# [TEXTE EXTRAIT]
Rouge, noir, racines
Pétra Vanwichelen travaille en rouge et noir.
En rouge, un réseau de filins organiques, irréguliers, avec ses concrétions, ses caillots, ses retenues. On dirait le déploiement d’un circuit fragile de veines et d’artères, éprouvées, charriant les histoires dont les nœuds égrènent une existence. Ou le treillis anarchique de synapses organisant la circulation de la mémoire et de l’oubli, enchevêtrement de chapelets pulsionnels, chacun figurant les ramifications de ce dont on se souvient d’une époque particulière, des événements, des émotions, des visages, des rencontres, des séparations, des acquis, des pertes.

# [À FAIRE]
Reprenez le texte sur le travail en rouge et noir de Pétra Vanwichelen et poursuivez-le après sa dernière phrase. Les lignes n'ont aucun rôle ici.

# [DOCUMENTS SOURCES]
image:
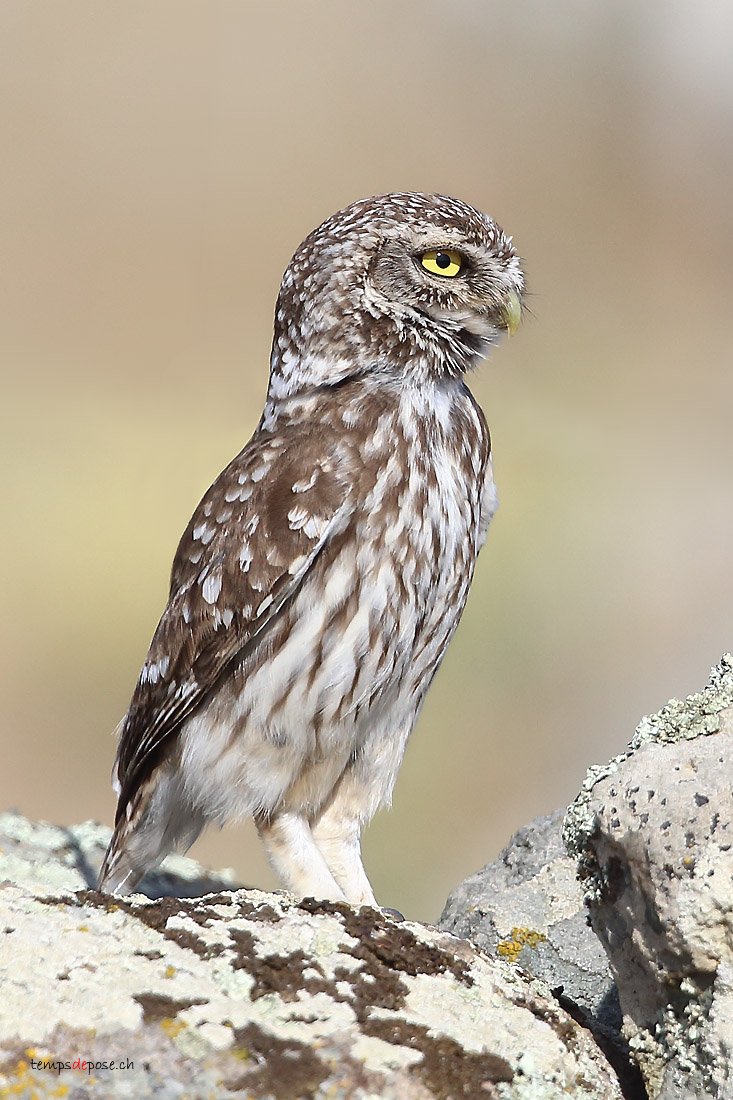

# [VOTRE RÉPONSE]
Une vidéo associe l’image et le son du fil qui brode, le tracé vibrant d’un encéphalogramme - main et cerveau réunis dans un même souffle -, et la présence de personnes âgées, un peu perdues, comme au-delà de toute mémoire parlée. L’artiste représente alors des « mots-ballons », baudruches recouvertes de calottes tricotées d’où pendent, à la manière de tentacules de pieuvre ou de voiles de méduses, de longues tresses de messages codés, les trames filées qui innervent les façons dont chaque personnalité enroule son parcours intime à celui des circonstances. A la manière des lâchés de ballons transportant « ailleurs » des messages et des vœux, les « mots-ballons » volent, légers, transportant ce qui échappe au langage, ce que les mots ne parviennent jamais à traduire, l’en-deçà et l’au-delà de tout récit.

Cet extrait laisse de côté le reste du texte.